(Consegna):
Prosegui il testo sul primo Campionato del Mondo di Formula 1, riprendendo subito dopo la sua ultima frase.

(Testo scelto):
•••

Anno 1950, si disputa il primo Campionato del Mondo di Formula 1 che dopo quattro gare, ormai è chiaro, sta diventando un affare di famiglia per le “tre Effe” dell’Alfa Romeo: Luigi Fagioli, Juan Manuel Fangio e Nino Farina.
Mentre si disputano le prove di Spa, quinta gara della stagione compresa la 500 Miglia di Indianapolis alla quale gli europei non partecipano, la classifica recita: Farina (due vittorie sempre col giro più veloce) diciotto punti, Fagioli (due secondi posti) dodici punti, Fangio (una vittoria, col giro più veloce) nove.
E alla fine delle qualifiche non c’è niente di nuovo_: Farina e Fangio staccano la miglior prestazione, Fagioli li affianca in prima fila pagando già 4”, agli altri che non hanno a disposizione l’invincibile Alfetta 158 per i distacchi non serve il cronometro, basta la sveglia: Gigi Villoresi, con la Ferrari 125 e Sommer, con la Talbot Lago T26C privata, sono a dieci secondi, Alberto Ascari, con la nuova Ferrari 275 con il V12 3300 aspirato, addirittura a quindici.
L’Alfetta, nata dodici anni prima, nel 1938, nel reparto della Scuderia Ferrari, sembra imbattibile. Il suo motore, 8 cilindri in linea con compressore volumetrico Roots, progettato da Gioacchino Colombo è stato sviluppato fino ad erogare nell’ultima versione 350 CV. In assetto di gara pesa circa 700 Kg quindi ha un rapporto peso/potenza di 2 Kg/CV che all’epoca è inavvicinabile dalla concorrenza, e Spa Francorchamps, il circuito più veloce del Mondiale, sembra la palestra ideale per esaltare la superiorità delle Alfa Romeo.

•••

(Dati forniti):
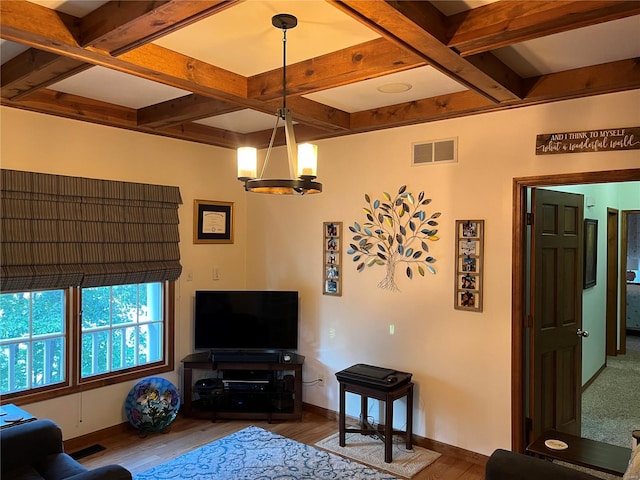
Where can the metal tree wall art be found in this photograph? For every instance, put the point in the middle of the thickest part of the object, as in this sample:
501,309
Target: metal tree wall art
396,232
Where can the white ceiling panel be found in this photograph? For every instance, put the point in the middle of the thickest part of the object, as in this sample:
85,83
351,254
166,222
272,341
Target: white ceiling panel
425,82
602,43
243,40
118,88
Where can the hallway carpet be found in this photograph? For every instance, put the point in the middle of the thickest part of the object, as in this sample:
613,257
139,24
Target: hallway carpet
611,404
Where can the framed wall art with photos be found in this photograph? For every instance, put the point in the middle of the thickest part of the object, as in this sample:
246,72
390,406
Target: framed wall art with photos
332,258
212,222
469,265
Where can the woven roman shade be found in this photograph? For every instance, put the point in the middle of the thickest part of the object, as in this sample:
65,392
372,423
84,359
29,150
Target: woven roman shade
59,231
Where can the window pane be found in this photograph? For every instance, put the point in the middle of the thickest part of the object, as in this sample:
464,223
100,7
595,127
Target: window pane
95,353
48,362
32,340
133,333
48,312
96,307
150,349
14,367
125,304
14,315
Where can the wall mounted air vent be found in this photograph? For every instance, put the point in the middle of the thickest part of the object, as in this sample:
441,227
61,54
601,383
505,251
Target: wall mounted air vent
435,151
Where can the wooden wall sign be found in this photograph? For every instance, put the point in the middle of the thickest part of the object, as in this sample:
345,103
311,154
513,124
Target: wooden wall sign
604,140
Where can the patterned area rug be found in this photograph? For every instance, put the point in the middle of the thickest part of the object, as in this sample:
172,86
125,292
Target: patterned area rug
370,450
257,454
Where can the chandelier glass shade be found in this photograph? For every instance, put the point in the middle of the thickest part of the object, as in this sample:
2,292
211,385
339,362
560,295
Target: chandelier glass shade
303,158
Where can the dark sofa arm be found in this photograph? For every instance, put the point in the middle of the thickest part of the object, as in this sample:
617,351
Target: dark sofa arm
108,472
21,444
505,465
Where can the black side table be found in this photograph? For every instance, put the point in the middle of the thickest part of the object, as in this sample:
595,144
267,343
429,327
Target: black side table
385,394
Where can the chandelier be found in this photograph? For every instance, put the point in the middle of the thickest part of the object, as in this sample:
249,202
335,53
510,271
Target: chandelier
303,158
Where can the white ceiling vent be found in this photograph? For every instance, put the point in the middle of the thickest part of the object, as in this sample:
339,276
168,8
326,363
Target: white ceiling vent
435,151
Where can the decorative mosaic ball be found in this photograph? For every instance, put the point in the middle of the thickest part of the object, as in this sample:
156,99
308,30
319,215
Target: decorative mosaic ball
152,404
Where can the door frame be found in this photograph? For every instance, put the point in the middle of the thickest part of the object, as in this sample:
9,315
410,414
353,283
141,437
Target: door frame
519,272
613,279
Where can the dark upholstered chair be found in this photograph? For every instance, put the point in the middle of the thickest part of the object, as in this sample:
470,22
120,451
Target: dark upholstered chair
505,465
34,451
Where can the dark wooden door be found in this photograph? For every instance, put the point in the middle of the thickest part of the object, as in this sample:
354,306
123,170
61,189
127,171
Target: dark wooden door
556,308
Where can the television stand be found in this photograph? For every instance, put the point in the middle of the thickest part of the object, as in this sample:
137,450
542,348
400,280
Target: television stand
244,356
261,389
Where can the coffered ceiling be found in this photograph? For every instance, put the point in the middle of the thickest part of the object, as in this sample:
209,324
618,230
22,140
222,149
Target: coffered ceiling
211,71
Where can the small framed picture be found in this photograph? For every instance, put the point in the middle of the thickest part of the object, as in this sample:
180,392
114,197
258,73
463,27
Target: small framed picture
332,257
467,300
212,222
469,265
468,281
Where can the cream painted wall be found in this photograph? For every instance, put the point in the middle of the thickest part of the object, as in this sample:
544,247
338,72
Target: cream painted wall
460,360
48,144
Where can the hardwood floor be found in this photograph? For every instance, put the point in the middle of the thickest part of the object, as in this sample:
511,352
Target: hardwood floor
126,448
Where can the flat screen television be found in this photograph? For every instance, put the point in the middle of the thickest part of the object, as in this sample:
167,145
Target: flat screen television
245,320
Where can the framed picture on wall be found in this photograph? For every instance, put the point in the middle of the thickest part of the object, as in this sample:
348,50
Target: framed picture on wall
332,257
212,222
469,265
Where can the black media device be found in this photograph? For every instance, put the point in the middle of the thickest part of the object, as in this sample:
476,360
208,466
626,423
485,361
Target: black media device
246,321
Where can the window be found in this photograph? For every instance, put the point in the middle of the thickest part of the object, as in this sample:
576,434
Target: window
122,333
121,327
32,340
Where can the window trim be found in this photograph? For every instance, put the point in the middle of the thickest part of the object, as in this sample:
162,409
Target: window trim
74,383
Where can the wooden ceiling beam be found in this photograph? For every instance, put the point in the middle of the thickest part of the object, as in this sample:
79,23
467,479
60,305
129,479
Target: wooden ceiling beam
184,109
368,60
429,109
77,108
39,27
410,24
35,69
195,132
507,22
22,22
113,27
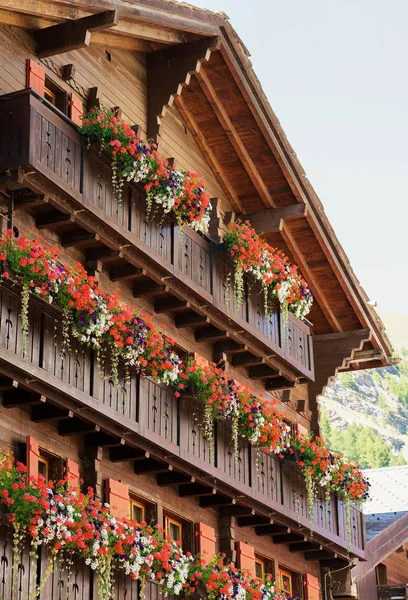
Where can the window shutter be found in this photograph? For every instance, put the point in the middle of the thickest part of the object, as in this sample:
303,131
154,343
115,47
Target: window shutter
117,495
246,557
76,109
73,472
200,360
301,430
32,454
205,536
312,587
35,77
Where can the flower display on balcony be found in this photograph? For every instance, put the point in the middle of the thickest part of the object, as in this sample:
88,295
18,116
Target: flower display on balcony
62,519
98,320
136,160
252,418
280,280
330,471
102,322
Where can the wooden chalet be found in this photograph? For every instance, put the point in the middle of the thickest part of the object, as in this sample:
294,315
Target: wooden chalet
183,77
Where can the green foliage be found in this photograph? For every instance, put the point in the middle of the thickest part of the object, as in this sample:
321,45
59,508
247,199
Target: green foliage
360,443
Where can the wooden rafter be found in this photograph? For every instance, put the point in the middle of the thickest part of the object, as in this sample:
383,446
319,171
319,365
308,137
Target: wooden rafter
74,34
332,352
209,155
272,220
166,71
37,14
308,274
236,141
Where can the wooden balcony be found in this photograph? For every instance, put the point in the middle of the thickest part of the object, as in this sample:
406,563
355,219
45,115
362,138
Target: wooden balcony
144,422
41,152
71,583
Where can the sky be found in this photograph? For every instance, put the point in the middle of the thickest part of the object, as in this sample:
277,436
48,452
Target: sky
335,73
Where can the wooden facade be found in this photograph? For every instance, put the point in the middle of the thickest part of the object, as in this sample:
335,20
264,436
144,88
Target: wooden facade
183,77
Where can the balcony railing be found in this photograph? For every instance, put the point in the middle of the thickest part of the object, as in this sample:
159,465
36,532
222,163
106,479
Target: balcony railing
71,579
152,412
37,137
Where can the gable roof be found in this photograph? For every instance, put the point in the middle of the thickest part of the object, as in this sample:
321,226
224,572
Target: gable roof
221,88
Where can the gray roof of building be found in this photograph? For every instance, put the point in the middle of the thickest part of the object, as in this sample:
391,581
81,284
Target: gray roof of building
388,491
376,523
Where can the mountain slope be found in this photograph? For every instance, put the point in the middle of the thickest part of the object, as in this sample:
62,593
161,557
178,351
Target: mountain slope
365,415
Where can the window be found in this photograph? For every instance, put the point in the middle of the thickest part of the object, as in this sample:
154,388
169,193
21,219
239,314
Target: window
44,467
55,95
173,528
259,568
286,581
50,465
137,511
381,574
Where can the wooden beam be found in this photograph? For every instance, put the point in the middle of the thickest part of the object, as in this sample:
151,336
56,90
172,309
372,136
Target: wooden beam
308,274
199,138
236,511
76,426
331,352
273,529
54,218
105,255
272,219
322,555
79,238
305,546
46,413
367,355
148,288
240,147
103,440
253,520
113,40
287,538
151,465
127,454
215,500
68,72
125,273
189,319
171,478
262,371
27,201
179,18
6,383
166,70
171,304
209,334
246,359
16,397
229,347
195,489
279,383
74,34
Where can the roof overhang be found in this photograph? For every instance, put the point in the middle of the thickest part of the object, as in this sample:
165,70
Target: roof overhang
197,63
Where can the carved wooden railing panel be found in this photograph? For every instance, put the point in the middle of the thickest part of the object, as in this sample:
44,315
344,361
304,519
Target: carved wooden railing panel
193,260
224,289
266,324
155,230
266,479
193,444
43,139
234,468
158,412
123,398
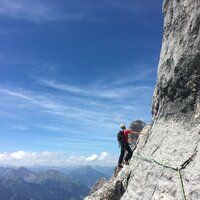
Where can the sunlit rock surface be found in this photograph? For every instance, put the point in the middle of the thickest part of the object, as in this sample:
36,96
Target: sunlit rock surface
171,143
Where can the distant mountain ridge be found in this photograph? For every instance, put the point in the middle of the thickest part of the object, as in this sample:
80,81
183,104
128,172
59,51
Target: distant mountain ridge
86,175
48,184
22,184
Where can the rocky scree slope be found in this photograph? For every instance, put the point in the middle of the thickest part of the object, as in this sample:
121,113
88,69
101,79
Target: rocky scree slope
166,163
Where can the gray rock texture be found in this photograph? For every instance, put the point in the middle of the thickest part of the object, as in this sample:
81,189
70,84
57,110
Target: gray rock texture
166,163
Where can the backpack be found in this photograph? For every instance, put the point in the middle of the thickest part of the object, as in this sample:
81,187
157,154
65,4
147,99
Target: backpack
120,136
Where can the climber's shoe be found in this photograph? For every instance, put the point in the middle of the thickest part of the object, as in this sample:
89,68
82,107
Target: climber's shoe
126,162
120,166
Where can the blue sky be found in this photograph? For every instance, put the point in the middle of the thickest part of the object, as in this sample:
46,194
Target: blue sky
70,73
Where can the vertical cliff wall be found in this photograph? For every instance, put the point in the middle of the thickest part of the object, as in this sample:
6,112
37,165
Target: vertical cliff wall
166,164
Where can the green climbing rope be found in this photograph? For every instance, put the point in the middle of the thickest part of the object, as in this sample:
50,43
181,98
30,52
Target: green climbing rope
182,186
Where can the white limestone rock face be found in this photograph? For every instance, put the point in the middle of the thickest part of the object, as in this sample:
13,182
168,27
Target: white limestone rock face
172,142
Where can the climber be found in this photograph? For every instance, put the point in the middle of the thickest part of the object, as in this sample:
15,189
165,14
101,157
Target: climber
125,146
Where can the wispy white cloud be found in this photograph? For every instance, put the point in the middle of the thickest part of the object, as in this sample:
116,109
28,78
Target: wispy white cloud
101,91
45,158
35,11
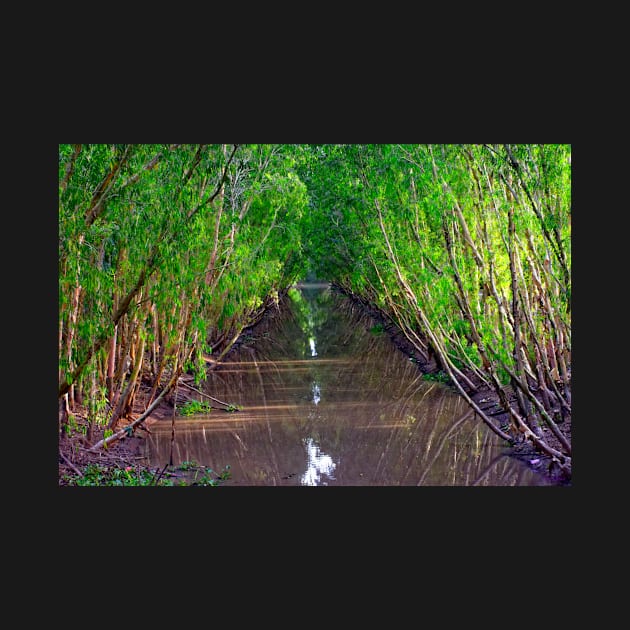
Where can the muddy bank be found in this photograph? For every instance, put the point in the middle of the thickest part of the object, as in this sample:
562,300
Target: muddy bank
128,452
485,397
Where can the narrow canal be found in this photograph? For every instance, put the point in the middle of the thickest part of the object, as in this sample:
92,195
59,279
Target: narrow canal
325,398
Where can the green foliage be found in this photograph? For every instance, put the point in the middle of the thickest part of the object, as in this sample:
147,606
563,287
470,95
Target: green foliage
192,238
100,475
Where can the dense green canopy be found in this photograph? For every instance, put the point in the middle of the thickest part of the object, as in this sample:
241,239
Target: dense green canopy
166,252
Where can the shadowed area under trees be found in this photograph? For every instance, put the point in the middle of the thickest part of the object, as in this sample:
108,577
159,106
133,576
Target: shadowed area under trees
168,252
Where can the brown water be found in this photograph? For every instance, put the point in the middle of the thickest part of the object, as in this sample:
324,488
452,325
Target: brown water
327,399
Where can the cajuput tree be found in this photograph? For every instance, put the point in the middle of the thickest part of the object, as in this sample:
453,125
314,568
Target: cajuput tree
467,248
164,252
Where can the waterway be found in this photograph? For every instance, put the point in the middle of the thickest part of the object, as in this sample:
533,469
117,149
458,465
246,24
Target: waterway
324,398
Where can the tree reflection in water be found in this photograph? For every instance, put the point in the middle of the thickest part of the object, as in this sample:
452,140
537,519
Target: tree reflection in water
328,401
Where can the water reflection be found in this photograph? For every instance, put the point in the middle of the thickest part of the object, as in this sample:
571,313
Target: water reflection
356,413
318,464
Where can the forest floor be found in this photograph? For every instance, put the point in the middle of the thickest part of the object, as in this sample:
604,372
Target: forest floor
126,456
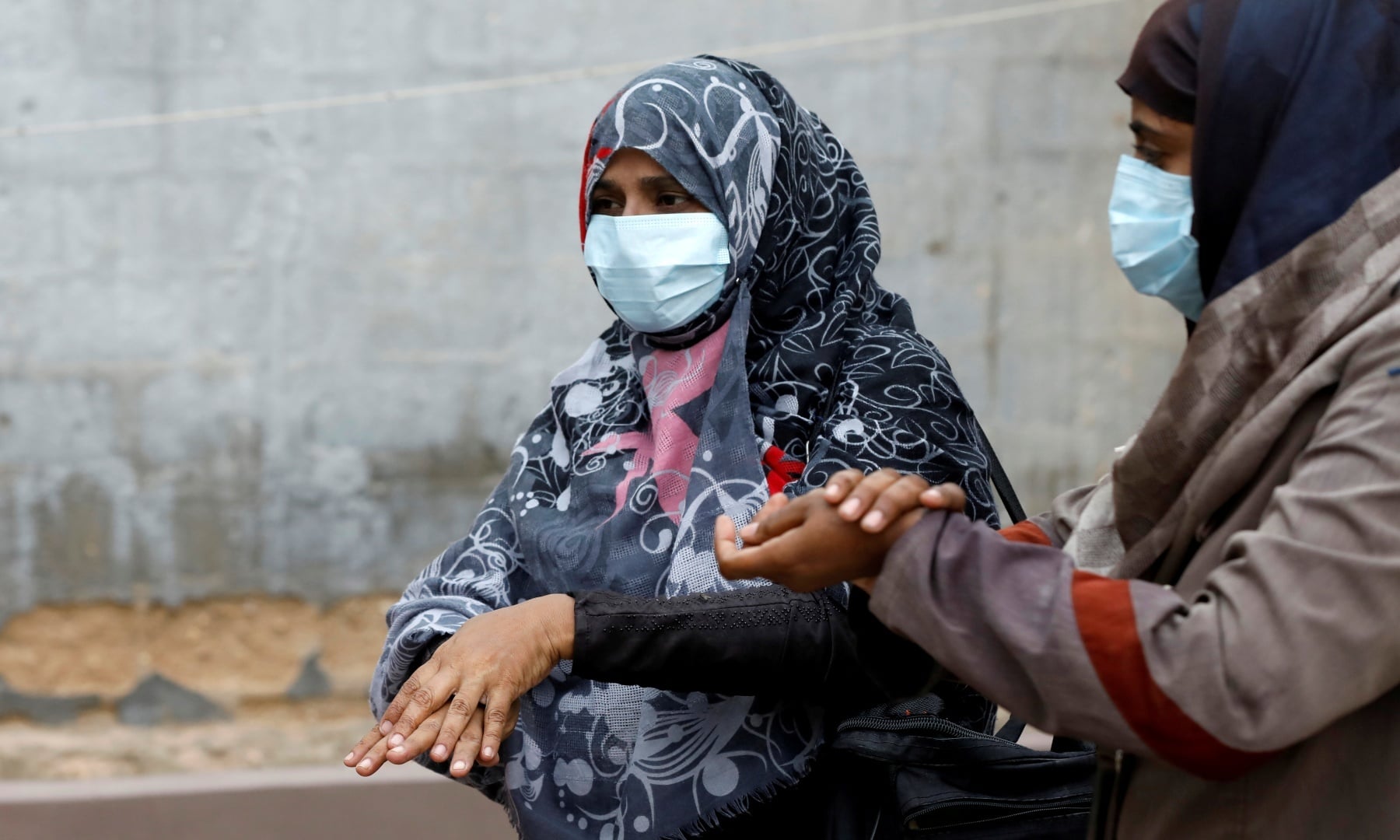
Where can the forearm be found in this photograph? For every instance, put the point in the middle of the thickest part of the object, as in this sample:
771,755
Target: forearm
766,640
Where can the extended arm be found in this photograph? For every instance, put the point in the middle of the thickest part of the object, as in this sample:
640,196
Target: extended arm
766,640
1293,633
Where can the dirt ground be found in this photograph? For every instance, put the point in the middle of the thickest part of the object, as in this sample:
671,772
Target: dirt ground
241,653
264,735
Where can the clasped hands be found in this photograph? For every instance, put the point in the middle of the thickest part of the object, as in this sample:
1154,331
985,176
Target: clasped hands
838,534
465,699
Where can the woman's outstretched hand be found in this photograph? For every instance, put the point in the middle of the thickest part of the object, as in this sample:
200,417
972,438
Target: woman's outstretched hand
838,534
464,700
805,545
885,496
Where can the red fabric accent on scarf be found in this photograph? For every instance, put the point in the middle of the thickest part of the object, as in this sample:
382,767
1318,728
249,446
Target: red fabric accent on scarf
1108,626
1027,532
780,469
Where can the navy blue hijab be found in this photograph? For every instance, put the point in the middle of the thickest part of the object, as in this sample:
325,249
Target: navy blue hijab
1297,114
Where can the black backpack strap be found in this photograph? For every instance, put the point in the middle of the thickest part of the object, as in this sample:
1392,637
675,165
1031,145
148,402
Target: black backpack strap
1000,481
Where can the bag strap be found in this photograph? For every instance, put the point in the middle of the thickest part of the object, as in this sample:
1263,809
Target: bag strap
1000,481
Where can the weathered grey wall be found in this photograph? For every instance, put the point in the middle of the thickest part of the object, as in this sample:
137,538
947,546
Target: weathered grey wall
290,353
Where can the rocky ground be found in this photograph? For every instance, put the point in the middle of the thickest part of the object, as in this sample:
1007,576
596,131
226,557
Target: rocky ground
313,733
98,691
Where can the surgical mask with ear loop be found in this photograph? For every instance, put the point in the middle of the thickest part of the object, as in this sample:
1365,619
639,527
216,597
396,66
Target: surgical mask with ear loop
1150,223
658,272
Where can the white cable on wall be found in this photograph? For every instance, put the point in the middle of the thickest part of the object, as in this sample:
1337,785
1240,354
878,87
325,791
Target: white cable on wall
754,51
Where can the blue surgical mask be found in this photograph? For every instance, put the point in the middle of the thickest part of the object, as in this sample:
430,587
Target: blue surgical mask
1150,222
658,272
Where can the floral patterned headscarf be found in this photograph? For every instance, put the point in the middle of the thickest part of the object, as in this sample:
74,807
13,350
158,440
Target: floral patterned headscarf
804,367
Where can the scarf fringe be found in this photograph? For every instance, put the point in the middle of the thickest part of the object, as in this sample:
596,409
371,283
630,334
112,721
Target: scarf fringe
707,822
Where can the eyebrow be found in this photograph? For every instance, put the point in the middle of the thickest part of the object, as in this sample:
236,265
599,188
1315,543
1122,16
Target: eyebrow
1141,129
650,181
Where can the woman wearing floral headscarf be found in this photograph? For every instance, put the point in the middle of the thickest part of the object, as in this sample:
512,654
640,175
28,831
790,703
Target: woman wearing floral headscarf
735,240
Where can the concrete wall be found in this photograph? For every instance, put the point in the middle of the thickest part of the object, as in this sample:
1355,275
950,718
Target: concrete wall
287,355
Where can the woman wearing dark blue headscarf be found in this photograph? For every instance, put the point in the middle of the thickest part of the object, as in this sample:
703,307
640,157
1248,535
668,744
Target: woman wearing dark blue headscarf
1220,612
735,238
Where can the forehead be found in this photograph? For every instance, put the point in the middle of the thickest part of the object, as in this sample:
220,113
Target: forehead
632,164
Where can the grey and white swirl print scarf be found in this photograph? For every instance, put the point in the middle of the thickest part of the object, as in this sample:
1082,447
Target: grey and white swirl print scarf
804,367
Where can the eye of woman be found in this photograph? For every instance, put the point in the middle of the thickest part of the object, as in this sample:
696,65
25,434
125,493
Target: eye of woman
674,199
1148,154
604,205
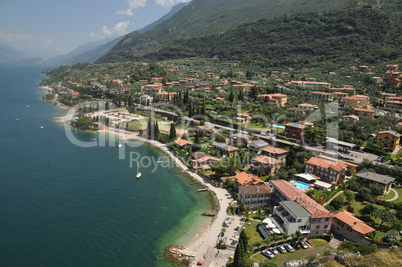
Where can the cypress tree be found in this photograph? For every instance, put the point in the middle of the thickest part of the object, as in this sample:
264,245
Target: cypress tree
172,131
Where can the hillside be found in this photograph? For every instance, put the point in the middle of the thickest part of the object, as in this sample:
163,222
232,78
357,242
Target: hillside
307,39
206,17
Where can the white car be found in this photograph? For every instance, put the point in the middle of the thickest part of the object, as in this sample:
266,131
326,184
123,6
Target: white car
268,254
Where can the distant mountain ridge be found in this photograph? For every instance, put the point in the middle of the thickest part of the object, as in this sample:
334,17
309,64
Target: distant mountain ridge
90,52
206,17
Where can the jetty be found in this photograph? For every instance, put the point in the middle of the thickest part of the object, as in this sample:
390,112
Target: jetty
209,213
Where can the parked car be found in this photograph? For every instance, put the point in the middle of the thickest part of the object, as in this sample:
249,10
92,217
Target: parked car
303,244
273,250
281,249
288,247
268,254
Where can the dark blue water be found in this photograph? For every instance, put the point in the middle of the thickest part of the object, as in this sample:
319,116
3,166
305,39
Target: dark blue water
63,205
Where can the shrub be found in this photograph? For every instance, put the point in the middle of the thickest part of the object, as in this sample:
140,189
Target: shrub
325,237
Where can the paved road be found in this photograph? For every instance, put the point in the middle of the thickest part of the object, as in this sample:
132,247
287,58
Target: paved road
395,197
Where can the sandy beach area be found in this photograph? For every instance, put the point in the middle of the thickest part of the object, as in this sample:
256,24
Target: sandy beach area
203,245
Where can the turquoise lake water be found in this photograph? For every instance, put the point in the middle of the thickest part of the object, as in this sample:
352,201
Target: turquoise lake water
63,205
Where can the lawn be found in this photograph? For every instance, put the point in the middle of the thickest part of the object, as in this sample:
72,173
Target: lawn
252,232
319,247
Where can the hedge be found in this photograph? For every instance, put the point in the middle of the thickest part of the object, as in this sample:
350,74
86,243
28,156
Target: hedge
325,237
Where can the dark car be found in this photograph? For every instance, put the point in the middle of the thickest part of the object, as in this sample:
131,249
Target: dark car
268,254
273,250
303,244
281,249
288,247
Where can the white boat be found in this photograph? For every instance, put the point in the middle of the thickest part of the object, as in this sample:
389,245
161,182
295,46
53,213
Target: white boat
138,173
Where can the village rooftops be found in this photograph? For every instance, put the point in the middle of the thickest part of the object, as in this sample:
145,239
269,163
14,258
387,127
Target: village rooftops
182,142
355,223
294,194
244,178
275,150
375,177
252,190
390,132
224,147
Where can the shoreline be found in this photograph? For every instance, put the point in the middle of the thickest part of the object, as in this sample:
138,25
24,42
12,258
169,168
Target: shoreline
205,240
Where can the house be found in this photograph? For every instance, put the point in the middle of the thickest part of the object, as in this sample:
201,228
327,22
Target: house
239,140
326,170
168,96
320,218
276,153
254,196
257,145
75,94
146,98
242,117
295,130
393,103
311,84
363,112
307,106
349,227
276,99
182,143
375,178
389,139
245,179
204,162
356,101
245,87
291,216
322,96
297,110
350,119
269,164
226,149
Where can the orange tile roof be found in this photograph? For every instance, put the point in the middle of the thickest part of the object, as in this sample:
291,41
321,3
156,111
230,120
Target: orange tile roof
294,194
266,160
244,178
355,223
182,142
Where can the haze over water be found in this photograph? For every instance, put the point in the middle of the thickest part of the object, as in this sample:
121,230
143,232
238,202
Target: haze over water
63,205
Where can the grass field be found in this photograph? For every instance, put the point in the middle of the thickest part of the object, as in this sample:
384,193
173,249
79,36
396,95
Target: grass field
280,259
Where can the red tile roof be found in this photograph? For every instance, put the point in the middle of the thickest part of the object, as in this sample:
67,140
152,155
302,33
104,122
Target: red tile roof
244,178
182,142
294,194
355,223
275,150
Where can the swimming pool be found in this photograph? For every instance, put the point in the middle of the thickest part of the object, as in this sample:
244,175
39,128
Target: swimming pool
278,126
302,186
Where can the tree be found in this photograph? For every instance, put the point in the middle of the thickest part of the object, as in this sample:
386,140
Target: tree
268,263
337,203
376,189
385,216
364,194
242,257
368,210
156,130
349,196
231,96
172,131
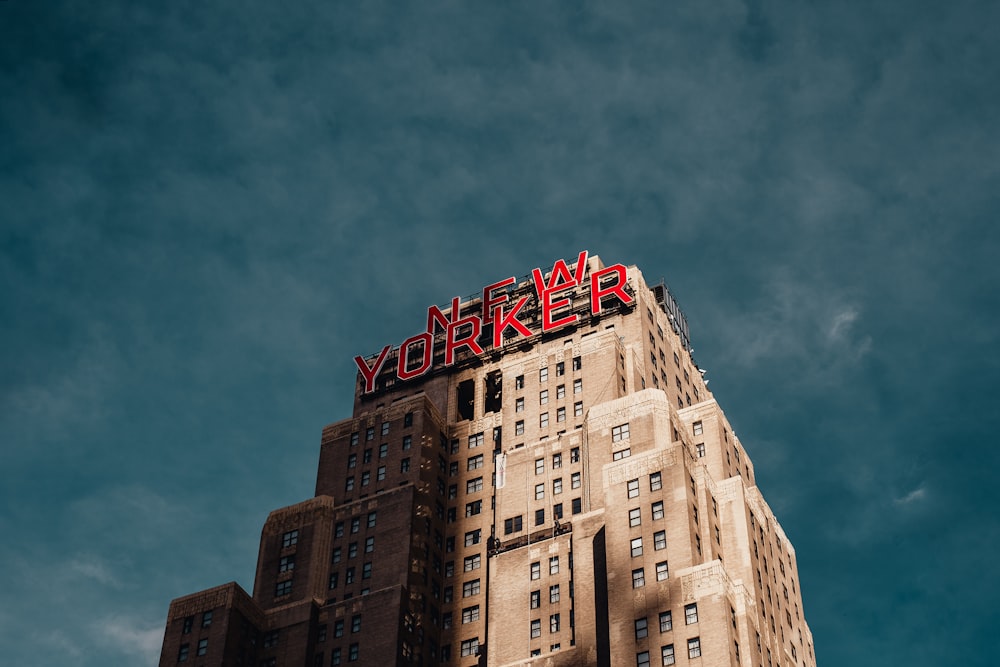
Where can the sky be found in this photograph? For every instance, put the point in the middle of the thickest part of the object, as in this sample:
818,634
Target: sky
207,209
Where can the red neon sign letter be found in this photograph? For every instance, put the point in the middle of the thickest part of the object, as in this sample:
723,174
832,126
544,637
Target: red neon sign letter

•••

(Soluzione):
Ma c’è chi già pensa alle contromosse per affrancarsi da una simile dittatura tecnica.
Il tallone d’Achille delle invincibili Alfetta è nel loro punto di forza: il motore.
Potentissimo, sì, ma anche assetato: si dice che con 90 litri le Alfetta possano percorrere circa 100 Km. Non è vero.
In realtà il consumo è più ridotto (circa 70 litri /100 Km), ma in un Gran Premio come quello del Belgio, la cui lunghezza sfiora i 500 Km e su un tracciato che vede il motore ai massimi regimi per la gran parte del tempo, le Alfa Romeo dovranno comunque fermarsi a rifornire per due volte.
Per due volte si dovranno fermare, versare nel serbatoio, con le taniche a caduta oltre un centinaio di litri di benzina mentre i meccanici cambieranno le gomme e ripartire.
Perderanno tempo e quel tempo qualcuno già sogna di guadagnarlo alla sua causa.
Per questo Enzo Ferrari sta puntando sul motore aspirato, e per questo Raymond Sommer con la sua Talbot_Lago T26C non è così pessimista sulla linea di partenza.
La T26C è un’evoluzione della monoposto progettata e costruita due anni prima da Anthony Lago, con la precisa idea di sfruttare le doti di consumo ridotto del 6 cilindri in linea 4500cc nei confronti dei motori sovralimentati cui era costretto a rendere quasi 100 CV. L’idea che aveva ispirato il modello si era all’inizio dimostrata poco felice: al debutto nel GP di Montecarlo, Farina con la Maserati 4CLT aveva vinto lo stesso nonostante fosse stato costretto a una fermata per rifornirsi e cambiare le gomme, mentre le Talbot non avevano avuto bisogno di soste intermedie.
Successivamente, però, l’idea di Lago si era affinata, e la sua T26 era diventata non solo una monoposto ma anche, con l’applicazione di semplici parafanghi ciclistici, una vettura per gare endurance.
L’anno prima, infine, la vittoria di Rosier, proprio a Spa, aveva convinto Enzo Ferrari a seguire la stessa strada abbandonando i motori sovralimentati.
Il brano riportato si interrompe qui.